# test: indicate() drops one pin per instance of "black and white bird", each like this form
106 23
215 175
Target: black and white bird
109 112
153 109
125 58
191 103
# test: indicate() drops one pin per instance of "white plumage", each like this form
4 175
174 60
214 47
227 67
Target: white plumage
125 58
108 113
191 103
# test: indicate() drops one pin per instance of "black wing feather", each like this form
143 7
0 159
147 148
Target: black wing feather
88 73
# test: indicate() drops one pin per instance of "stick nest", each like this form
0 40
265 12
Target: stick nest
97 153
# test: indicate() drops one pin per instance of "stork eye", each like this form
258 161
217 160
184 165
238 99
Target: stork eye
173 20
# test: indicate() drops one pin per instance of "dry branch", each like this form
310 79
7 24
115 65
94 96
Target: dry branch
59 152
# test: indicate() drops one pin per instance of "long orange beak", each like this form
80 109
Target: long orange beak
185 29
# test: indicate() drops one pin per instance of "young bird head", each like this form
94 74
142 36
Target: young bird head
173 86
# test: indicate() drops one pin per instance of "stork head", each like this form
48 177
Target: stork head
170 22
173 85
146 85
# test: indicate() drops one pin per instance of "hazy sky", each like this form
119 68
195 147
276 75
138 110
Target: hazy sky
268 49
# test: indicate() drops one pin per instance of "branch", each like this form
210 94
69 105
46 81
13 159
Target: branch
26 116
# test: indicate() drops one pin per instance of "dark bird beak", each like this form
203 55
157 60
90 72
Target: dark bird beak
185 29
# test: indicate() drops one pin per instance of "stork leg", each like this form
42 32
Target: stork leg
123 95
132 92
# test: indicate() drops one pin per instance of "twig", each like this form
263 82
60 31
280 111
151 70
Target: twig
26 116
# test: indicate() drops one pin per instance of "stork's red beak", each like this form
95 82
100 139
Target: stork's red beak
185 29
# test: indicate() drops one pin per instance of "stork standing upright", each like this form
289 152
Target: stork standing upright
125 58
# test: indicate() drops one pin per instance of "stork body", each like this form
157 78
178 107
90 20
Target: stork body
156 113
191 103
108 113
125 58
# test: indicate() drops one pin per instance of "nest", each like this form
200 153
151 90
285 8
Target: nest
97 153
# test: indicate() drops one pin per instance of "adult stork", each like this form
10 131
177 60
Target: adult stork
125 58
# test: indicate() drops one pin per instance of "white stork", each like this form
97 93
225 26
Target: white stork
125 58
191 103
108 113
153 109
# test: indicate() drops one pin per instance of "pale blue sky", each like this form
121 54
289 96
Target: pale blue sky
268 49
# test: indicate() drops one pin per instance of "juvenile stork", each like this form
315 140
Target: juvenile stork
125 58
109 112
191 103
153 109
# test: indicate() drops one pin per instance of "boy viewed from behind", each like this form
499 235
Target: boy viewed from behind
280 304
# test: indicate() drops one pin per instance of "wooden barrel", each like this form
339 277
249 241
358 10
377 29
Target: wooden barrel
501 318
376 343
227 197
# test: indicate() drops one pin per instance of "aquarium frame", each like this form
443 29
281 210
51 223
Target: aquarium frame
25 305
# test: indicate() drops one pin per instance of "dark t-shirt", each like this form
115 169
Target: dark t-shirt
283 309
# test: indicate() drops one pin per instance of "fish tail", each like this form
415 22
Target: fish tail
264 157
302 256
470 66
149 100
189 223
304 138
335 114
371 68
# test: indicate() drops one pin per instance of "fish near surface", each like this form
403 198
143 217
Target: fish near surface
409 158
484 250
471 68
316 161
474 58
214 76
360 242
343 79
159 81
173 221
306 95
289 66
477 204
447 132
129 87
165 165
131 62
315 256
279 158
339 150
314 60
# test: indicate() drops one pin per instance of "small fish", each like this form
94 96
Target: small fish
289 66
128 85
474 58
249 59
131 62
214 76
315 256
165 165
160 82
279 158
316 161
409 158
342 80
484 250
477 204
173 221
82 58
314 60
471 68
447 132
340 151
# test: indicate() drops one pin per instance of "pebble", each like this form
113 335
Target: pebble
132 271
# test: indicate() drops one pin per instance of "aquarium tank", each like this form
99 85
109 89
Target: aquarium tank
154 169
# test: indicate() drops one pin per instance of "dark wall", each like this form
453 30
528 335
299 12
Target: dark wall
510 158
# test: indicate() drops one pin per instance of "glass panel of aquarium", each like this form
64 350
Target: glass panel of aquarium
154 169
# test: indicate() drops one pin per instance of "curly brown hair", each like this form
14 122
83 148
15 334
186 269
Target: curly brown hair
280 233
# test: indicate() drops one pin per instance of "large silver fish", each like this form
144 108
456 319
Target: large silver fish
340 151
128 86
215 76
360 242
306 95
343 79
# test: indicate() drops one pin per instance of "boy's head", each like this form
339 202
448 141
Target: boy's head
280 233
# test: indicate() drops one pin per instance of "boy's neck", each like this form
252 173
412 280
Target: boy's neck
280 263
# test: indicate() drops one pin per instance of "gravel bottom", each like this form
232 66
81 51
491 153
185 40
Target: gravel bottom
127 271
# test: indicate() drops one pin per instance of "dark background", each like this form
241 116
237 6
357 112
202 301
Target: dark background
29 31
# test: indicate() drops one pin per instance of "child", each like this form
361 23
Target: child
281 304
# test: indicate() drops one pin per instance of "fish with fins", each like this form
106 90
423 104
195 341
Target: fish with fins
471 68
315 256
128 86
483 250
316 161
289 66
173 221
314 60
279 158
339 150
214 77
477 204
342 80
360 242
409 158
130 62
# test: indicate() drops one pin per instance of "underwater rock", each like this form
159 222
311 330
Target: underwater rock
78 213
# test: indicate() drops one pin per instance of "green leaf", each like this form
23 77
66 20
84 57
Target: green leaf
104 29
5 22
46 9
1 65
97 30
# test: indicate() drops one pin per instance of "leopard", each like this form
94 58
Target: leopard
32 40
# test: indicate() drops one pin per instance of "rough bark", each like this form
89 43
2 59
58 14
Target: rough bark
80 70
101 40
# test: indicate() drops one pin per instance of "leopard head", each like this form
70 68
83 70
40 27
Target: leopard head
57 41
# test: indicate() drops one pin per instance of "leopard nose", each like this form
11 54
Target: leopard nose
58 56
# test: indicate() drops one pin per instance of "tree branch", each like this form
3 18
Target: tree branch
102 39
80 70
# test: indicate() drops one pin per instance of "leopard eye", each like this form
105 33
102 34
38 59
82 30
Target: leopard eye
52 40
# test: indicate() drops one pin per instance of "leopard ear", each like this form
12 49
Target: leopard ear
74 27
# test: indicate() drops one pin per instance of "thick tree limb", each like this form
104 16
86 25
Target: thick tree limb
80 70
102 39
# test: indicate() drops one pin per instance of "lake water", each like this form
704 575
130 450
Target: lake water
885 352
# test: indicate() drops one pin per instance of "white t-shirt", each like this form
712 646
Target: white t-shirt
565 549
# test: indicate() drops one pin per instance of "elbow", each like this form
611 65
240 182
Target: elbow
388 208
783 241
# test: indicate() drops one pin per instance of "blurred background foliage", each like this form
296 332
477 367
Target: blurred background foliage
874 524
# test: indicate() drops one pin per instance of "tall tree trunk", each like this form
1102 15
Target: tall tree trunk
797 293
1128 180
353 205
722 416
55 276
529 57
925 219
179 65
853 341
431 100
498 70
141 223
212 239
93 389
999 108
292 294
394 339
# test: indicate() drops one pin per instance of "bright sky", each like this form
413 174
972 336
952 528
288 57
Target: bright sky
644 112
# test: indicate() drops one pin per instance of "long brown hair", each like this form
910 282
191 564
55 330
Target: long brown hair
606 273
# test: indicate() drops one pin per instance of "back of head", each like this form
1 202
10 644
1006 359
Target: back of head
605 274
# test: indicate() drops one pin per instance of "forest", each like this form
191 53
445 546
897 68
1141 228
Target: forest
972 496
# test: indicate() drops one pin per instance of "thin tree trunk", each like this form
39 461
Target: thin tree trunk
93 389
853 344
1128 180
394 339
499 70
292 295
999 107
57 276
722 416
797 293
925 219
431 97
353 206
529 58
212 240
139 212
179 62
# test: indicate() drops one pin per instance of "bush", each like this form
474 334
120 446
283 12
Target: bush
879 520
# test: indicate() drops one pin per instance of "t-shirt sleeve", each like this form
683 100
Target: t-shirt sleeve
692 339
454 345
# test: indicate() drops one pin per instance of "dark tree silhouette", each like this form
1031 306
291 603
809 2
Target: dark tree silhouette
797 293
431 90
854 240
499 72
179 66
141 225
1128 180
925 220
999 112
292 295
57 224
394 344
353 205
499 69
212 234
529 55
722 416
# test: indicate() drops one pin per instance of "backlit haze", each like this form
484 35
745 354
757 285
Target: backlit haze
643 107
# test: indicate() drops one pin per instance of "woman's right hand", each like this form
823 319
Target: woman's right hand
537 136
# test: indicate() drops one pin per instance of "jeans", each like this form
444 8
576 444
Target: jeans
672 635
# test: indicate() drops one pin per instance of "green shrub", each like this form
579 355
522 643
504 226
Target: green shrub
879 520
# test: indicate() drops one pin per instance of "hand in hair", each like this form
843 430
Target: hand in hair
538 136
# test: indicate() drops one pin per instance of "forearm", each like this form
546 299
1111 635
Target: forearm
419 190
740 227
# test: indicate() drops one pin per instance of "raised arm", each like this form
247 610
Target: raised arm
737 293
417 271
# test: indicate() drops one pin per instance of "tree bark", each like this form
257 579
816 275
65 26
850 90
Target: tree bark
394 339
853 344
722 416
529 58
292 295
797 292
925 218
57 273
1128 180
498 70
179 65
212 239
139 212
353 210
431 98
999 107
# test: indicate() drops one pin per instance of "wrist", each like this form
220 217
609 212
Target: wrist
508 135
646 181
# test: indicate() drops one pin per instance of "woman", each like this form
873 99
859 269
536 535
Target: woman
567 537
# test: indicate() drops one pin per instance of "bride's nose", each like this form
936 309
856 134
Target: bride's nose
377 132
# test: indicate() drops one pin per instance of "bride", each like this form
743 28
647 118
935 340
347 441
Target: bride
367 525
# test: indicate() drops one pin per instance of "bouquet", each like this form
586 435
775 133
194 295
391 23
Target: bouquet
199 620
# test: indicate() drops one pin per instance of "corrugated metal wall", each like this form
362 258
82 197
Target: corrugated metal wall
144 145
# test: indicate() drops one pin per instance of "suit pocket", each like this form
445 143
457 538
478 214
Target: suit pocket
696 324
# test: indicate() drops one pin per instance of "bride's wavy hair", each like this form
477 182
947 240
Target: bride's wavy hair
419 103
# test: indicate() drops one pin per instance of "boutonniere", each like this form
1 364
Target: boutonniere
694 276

—————

Pull out every line in the data above that contains the word "limb", and copy each one unchanged.

# test: indicate() drops one pin per instance of "thick tree limb", each like this form
Target: thick tree limb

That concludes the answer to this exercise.